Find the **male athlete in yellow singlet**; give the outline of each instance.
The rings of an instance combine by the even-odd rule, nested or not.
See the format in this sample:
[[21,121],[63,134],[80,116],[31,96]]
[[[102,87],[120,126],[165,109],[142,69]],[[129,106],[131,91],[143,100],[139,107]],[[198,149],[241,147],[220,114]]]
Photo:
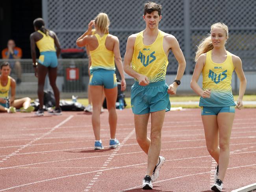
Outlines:
[[[158,177],[159,170],[165,161],[159,155],[165,114],[171,107],[168,94],[176,94],[186,66],[175,37],[158,30],[162,18],[161,9],[161,6],[155,3],[145,4],[143,18],[146,29],[129,37],[124,56],[124,71],[135,81],[131,90],[131,104],[134,114],[136,139],[148,154],[143,189],[153,188],[152,181],[155,181]],[[178,63],[178,68],[176,79],[168,87],[165,78],[171,49]],[[147,126],[150,114],[150,139],[147,137]]]

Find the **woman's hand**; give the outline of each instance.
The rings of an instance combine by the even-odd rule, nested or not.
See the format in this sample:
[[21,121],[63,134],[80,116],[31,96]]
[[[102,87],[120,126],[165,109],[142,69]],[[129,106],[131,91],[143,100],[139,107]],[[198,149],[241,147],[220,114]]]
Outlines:
[[211,96],[211,89],[206,89],[201,94],[203,98],[210,98]]

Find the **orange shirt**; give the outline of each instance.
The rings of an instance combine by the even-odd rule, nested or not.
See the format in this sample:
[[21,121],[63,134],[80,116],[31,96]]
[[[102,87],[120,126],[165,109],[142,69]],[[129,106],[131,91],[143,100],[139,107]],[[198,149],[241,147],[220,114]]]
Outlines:
[[[20,48],[15,47],[13,48],[13,54],[16,56],[21,58],[22,57],[22,50]],[[10,54],[9,58],[7,58],[8,55],[8,48],[6,48],[2,51],[2,59],[14,59],[13,56]]]

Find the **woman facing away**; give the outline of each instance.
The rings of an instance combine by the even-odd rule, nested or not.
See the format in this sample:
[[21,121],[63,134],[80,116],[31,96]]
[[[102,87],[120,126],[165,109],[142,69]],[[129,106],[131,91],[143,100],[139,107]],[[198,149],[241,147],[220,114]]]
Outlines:
[[[231,87],[234,70],[240,80],[236,107],[243,107],[246,79],[239,57],[226,50],[228,27],[217,22],[211,27],[211,34],[203,39],[196,53],[196,64],[190,86],[200,95],[202,119],[207,150],[218,165],[214,174],[214,191],[222,191],[229,162],[230,140],[235,116]],[[202,73],[202,89],[197,81]]]
[[[110,24],[108,15],[99,13],[88,24],[88,30],[76,40],[80,47],[87,46],[91,60],[90,68],[90,90],[93,104],[92,123],[95,137],[95,150],[104,148],[100,136],[100,114],[102,106],[102,95],[104,92],[109,112],[109,123],[110,129],[109,147],[115,148],[120,145],[115,138],[117,120],[115,103],[117,97],[117,78],[115,70],[116,64],[121,78],[121,90],[124,90],[126,83],[124,74],[122,58],[117,37],[109,33]],[[93,26],[96,29],[91,35]]]
[[[57,57],[59,55],[61,50],[59,42],[55,33],[45,28],[43,19],[35,19],[33,24],[35,32],[30,35],[30,47],[32,65],[35,68],[35,75],[38,79],[37,94],[40,103],[39,109],[36,112],[35,115],[38,116],[44,115],[43,109],[44,86],[47,72],[50,84],[53,90],[56,101],[55,109],[49,113],[52,114],[60,115],[61,113],[59,107],[59,92],[56,85],[58,65]],[[38,64],[36,62],[36,45],[40,52]]]

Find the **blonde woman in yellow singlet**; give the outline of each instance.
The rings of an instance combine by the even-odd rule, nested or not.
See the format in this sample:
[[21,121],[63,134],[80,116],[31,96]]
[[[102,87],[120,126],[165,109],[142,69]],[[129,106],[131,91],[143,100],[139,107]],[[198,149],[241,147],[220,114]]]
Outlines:
[[[214,191],[221,191],[223,181],[229,161],[229,143],[235,116],[231,87],[234,70],[240,80],[236,107],[243,107],[246,79],[239,57],[226,50],[228,38],[228,27],[218,22],[211,27],[211,34],[203,39],[196,53],[196,64],[190,83],[191,88],[201,96],[202,119],[207,150],[218,165],[214,174]],[[197,83],[202,73],[202,89]]]
[[[121,90],[124,90],[126,83],[119,50],[117,37],[109,33],[110,24],[108,15],[99,13],[88,24],[88,30],[76,40],[80,47],[87,46],[91,60],[90,67],[90,89],[93,104],[92,123],[95,137],[95,150],[104,149],[100,139],[100,114],[102,106],[102,95],[105,93],[110,129],[109,147],[115,148],[120,145],[115,138],[117,115],[115,103],[117,97],[117,79],[115,74],[115,63],[121,76]],[[91,35],[93,26],[96,29],[95,34]]]

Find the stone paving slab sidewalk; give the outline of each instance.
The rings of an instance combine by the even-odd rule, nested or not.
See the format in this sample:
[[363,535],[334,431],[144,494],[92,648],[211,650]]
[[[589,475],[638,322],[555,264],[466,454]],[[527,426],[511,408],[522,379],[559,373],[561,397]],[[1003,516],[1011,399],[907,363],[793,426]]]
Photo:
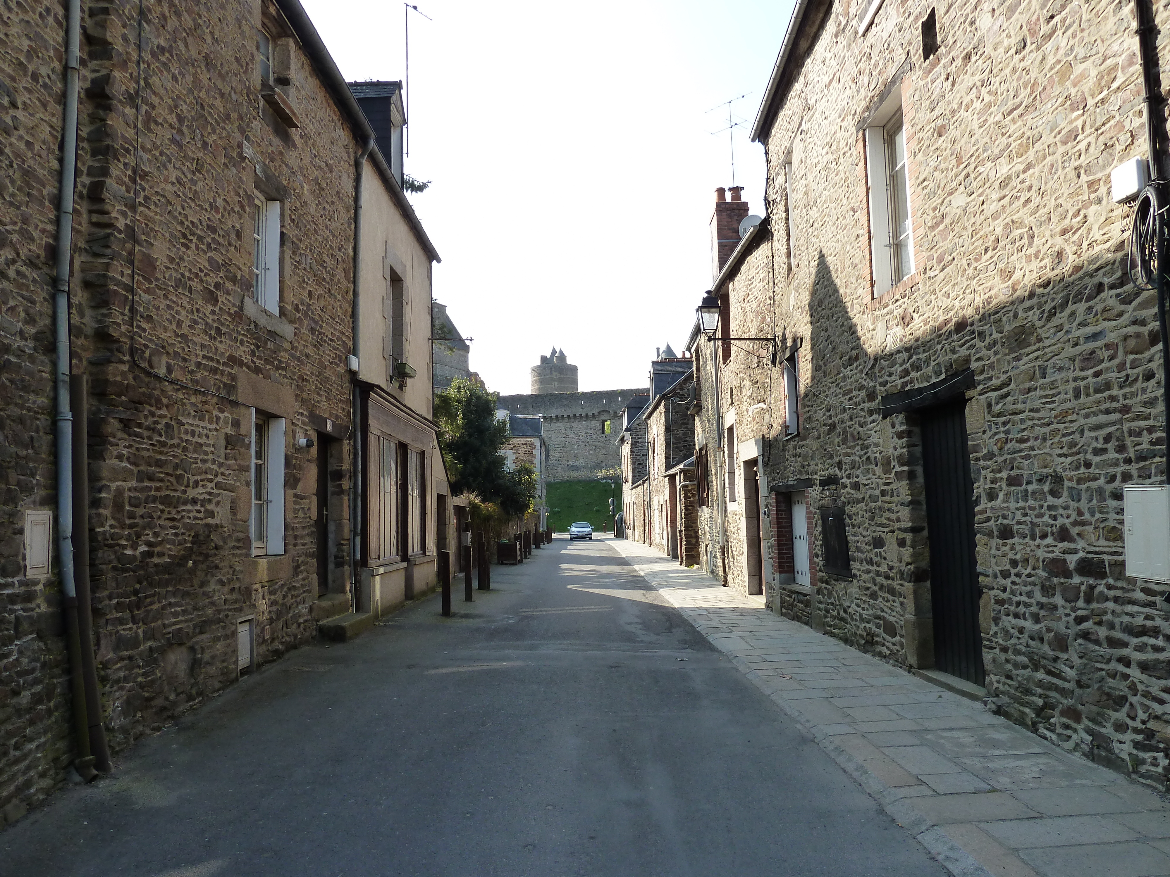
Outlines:
[[607,540],[952,873],[1170,877],[1170,803],[639,543]]

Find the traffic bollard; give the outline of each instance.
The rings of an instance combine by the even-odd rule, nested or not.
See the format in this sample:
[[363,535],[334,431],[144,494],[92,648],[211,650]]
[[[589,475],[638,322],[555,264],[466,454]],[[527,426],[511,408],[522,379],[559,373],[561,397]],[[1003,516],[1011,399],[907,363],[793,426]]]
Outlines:
[[483,538],[483,569],[481,575],[483,575],[483,589],[491,591],[491,546],[488,544],[487,538]]
[[464,545],[463,548],[463,602],[472,602],[474,598],[472,596],[472,546]]
[[442,614],[450,617],[450,552],[439,552],[439,585],[442,587]]

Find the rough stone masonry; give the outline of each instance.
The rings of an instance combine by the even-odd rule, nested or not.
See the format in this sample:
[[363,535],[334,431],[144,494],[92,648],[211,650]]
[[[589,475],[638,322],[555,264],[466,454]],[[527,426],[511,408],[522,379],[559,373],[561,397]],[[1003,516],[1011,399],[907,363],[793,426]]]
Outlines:
[[[58,586],[26,578],[22,557],[23,512],[51,509],[55,491],[64,22],[60,6],[6,7],[0,22],[0,812],[13,816],[71,753]],[[292,117],[261,99],[260,27]],[[312,635],[318,467],[345,527],[349,455],[296,440],[347,429],[352,254],[338,242],[352,242],[360,144],[267,0],[147,4],[142,18],[132,2],[83,4],[81,87],[73,357],[90,389],[96,645],[118,750],[236,678],[240,619],[257,662]],[[250,295],[257,196],[283,207],[278,312]],[[288,424],[287,550],[273,558],[252,557],[253,409]]]
[[[942,524],[923,423],[957,400],[989,705],[1165,788],[1170,603],[1164,586],[1126,576],[1123,552],[1122,489],[1165,478],[1157,303],[1130,283],[1133,215],[1109,194],[1110,168],[1145,152],[1133,6],[845,0],[808,4],[794,27],[757,123],[770,220],[721,291],[732,334],[775,334],[792,357],[799,422],[787,435],[780,372],[738,347],[720,416],[735,424],[739,490],[735,455],[763,440],[766,484],[786,485],[769,497],[773,520],[792,497],[845,510],[852,569],[826,568],[810,515],[813,586],[773,573],[772,605],[932,667]],[[892,106],[914,268],[883,289],[865,132]],[[916,395],[935,407],[892,403]],[[742,513],[727,530],[728,579],[743,588]]]

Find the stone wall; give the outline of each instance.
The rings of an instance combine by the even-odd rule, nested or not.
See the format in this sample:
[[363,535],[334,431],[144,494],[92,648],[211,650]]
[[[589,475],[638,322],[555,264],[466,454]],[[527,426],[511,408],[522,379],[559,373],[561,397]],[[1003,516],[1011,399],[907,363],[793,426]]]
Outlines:
[[[347,580],[349,454],[336,442],[324,460],[319,443],[296,441],[326,420],[338,435],[347,428],[352,262],[338,242],[352,241],[360,144],[295,39],[285,72],[301,126],[259,99],[256,27],[263,16],[280,33],[280,16],[249,9],[149,8],[142,39],[137,6],[83,6],[73,359],[90,388],[80,419],[89,427],[95,635],[115,751],[236,679],[238,620],[254,620],[257,664],[312,636],[321,465],[339,552],[330,575],[342,588]],[[29,205],[0,214],[16,256],[5,260],[0,284],[12,319],[0,332],[13,353],[0,378],[13,451],[5,465],[20,474],[8,479],[2,513],[16,533],[22,511],[49,507],[54,491],[48,260],[61,49],[34,53],[46,61],[33,76],[27,46],[60,47],[63,22],[55,11],[7,19],[5,30],[20,34],[19,48],[0,49],[0,77],[21,83],[13,95],[25,134],[6,150],[18,167],[5,174],[4,203],[19,194]],[[136,138],[137,152],[128,146]],[[278,315],[250,298],[257,189],[284,206]],[[260,559],[248,530],[253,407],[288,426],[285,553]],[[71,750],[57,582],[21,578],[19,538],[2,551],[0,807],[40,800]]]
[[[1123,559],[1122,488],[1165,476],[1156,299],[1129,284],[1131,212],[1109,200],[1110,168],[1145,151],[1133,9],[966,0],[940,9],[941,47],[923,60],[929,4],[887,2],[862,35],[863,6],[808,7],[827,18],[798,41],[807,55],[764,132],[770,234],[729,284],[734,334],[775,332],[797,355],[799,435],[782,438],[782,373],[749,351],[721,375],[724,409],[741,438],[764,440],[770,483],[812,479],[810,505],[847,516],[852,578],[823,572],[808,606],[782,583],[777,606],[929,667],[921,424],[880,406],[971,370],[958,398],[989,703],[1165,787],[1168,605]],[[856,74],[842,80],[844,65]],[[915,270],[875,297],[862,129],[890,94]],[[823,568],[819,516],[810,543]]]
[[71,751],[60,589],[26,578],[23,557],[25,512],[55,503],[51,289],[63,13],[63,6],[0,8],[0,826],[51,787]]
[[[543,415],[548,481],[592,481],[612,477],[619,470],[620,413],[631,396],[645,392],[517,394],[500,396],[497,407],[511,414]],[[605,430],[606,422],[610,431]]]

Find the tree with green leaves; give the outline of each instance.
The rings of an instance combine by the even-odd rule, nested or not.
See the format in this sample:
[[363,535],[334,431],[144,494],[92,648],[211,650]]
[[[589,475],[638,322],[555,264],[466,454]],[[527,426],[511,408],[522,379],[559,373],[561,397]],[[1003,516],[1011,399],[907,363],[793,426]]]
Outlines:
[[497,401],[496,393],[463,378],[436,393],[439,448],[453,493],[474,493],[508,517],[518,517],[536,499],[536,471],[523,463],[504,468],[500,451],[511,435],[508,421],[496,420]]

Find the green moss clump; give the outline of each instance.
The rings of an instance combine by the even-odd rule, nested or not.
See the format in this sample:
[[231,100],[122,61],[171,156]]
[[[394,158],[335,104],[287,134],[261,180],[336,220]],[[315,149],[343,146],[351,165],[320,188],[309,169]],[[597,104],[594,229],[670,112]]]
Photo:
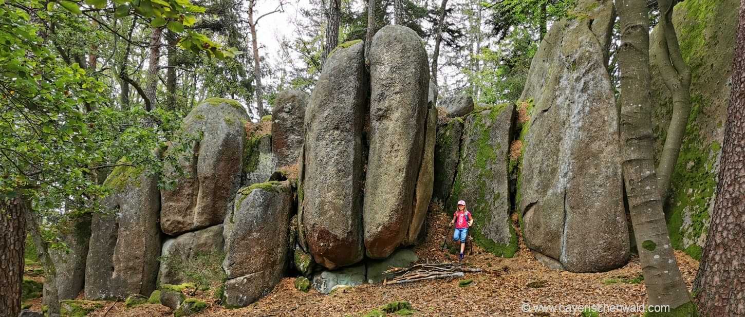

**REQUIRED WORK**
Copy every line from the one containing "Find the traffic" down to the one containing "[[442,614],[450,617],[450,552],[439,552],[439,585],[442,587]]", both included, exactly as they appear in the rows.

**RESULT**
Find the traffic bollard; give the outline of each instance.
The rings of an instance combine by the even-odd rule, nested or not.
See the format in this sample:
[[363,535],[334,431],[144,494],[92,648],[211,650]]
[[[589,475],[638,322],[555,264],[466,454]],[[527,426],[511,408],[522,379],[559,373],[561,397]],[[1003,516],[1011,399],[907,363],[793,426]]]
Outlines:
[[483,538],[483,569],[481,575],[483,575],[483,589],[491,591],[491,546],[488,544],[487,538]]
[[464,545],[463,548],[463,602],[472,602],[474,598],[472,596],[472,546]]
[[442,614],[450,617],[450,552],[439,552],[439,585],[442,587]]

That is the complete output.